◆ **Your instructions**: Reproduce the material below with every "specified target" swapped for "named target" and all other text unchanged. Leave the pictures out.

◆ **Records shown**:
********
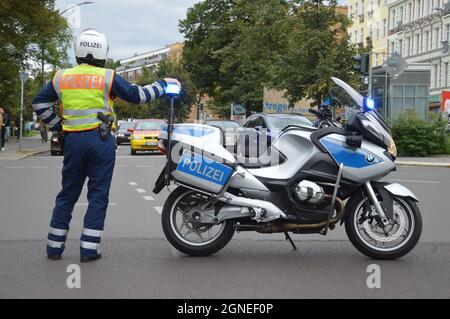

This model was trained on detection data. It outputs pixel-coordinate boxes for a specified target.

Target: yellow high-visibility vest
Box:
[53,64,115,132]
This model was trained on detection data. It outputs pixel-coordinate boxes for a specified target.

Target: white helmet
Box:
[75,29,109,67]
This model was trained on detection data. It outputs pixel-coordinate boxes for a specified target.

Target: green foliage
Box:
[274,0,356,104]
[180,0,356,117]
[391,112,448,156]
[115,60,197,122]
[0,0,71,119]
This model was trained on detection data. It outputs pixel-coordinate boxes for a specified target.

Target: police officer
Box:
[32,29,181,262]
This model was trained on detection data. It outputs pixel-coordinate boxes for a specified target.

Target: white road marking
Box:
[389,179,441,184]
[75,203,117,206]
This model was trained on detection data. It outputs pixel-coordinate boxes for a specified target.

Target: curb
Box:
[395,161,450,168]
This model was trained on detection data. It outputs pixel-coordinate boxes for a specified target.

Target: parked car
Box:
[114,122,136,145]
[237,113,316,157]
[128,119,165,155]
[205,120,241,151]
[50,132,64,156]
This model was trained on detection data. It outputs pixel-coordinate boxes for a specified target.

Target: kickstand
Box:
[284,232,297,250]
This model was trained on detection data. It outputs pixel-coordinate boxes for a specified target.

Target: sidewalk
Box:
[0,134,51,160]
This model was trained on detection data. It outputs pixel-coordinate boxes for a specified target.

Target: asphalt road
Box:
[0,146,450,298]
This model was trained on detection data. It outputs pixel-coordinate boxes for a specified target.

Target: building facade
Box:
[388,0,450,111]
[116,42,183,81]
[347,0,389,67]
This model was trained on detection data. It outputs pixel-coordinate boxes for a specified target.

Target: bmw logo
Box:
[366,154,375,163]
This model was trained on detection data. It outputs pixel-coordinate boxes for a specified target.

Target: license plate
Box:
[177,154,233,186]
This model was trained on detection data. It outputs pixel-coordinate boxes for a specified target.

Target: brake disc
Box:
[363,205,406,243]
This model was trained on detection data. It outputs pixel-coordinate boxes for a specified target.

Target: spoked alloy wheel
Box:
[345,195,422,259]
[162,187,234,256]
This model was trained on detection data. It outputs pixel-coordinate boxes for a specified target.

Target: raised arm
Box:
[111,74,171,104]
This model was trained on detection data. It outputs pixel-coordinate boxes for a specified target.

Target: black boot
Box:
********
◆ **Answer to this problem**:
This model was trained on detection data. It outputs pixel-coordinate boxes for a named target.

Target: yellow high-visibility vest
Box:
[53,64,115,132]
This model was trained on detection data. It outputs pixel-coordinate boxes for a named target.

Target: white helmet
Box:
[75,29,109,67]
This model was trained on detection data. It outputs pixel-coordinate boxes for a named target.

Target: green foliage
Box:
[274,0,356,104]
[180,0,356,117]
[391,112,448,156]
[115,60,197,122]
[0,0,71,119]
This model was trained on detection data. It outputs pixel-coordinate boxes for a named target.

Target: police officer
Box:
[32,29,181,262]
This model was trained on detection data. It outputs pixel-coordinate boxes for a named target.

Target: white road marking
Box:
[389,179,441,184]
[75,203,117,206]
This model was trained on detection data. It outputs pixel-coordinate boxes for a named target.

Target: curb
Box:
[395,161,450,168]
This model was trained on detection data. It outputs pixel-coordinate boxes for a named target.

Target: parked car
Box:
[114,122,136,145]
[237,113,316,157]
[128,119,165,155]
[205,120,241,151]
[50,132,64,156]
This model was trained on detection data. It outputs pixel-coordinate boxes for a named target.

Target: kickstand
Box:
[284,232,297,250]
This model was trained on detection data. It outputs pixel-coordinate boxes for a named target.

Target: sidewalk
Box:
[0,134,51,160]
This model was trained on detection data. It outputs pixel-coordinate boxes for a named target.

Target: asphalt road
Box:
[0,146,450,298]
This model was trained on detection data. It outputs pixel-coordinate boxes for a named target.

Target: building facade
Box:
[388,0,450,111]
[116,42,183,81]
[347,0,389,67]
This model was trained on detection data. It outputs pixel-coordinate boxes for a named target.

Target: bmw logo
Box:
[366,154,375,163]
This model was trained on detection data. It outputs pixel-coordinate boxes for a named target.

Target: license plate
Box:
[177,154,233,186]
This model was trained on detection data. It outputs pixel-coordinate boxes for a named target.

Target: brake disc
Box:
[363,205,406,243]
This model was trained on detection data. It outputs pixel-coordinate boxes for a named target.

Target: spoked alloy wheel
Box:
[345,195,422,259]
[162,187,234,256]
This model was trained on detection data. It outputs pixel-coordinate boxes for a named target.

Target: raised arm
Box:
[111,74,171,104]
This model was trained on detection data. It outputs pixel-coordinate boxes for a named target.

Target: black boot
Box:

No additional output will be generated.